PROBLEM TO WORK ON: Please copy the lines below exactly, from the line containing "Target: naga balustrade statue" through the final line, including both.

ENTRIES:
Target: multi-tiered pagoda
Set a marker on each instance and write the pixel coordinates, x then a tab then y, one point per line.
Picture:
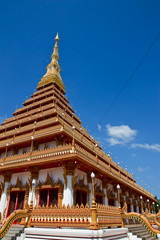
44	144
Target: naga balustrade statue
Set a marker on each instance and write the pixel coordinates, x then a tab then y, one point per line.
12	218
75	216
141	218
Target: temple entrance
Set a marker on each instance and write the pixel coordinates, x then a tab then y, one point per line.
135	208
99	199
16	201
48	197
111	202
128	207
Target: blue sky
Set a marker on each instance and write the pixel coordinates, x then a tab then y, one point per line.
101	43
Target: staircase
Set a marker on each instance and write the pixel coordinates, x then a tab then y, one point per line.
140	231
14	232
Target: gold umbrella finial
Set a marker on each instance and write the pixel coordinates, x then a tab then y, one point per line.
57	38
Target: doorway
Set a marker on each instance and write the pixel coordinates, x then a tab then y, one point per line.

RESULT BELOW:
Target: naga balustrade statue
Set a marker on each instance and write the pixel coordinates, x then a tab then y, one point per line.
12	218
75	216
141	218
Target: temple entrance
Set a marker on each instance and write the pixel coordinates, x then a tab then y, one point per line.
135	208
99	199
16	201
48	197
111	202
128	207
Target: blue sky
Set a marker on each instance and write the pixel coordinates, x then a tab then y, one point per line.
101	43
Target: staircase
Set a marker on each instance and write the pixel coordinates, x then a tab then y, one point per line.
140	231
14	232
Target: gold umbrella finial
Set a marker on each instance and write the pixel coordinates, x then a tab then y, one point per line.
57	38
Target: doorway
Set a marker on each instance and write the pixel coordinates, x then a tab then y, one point per line.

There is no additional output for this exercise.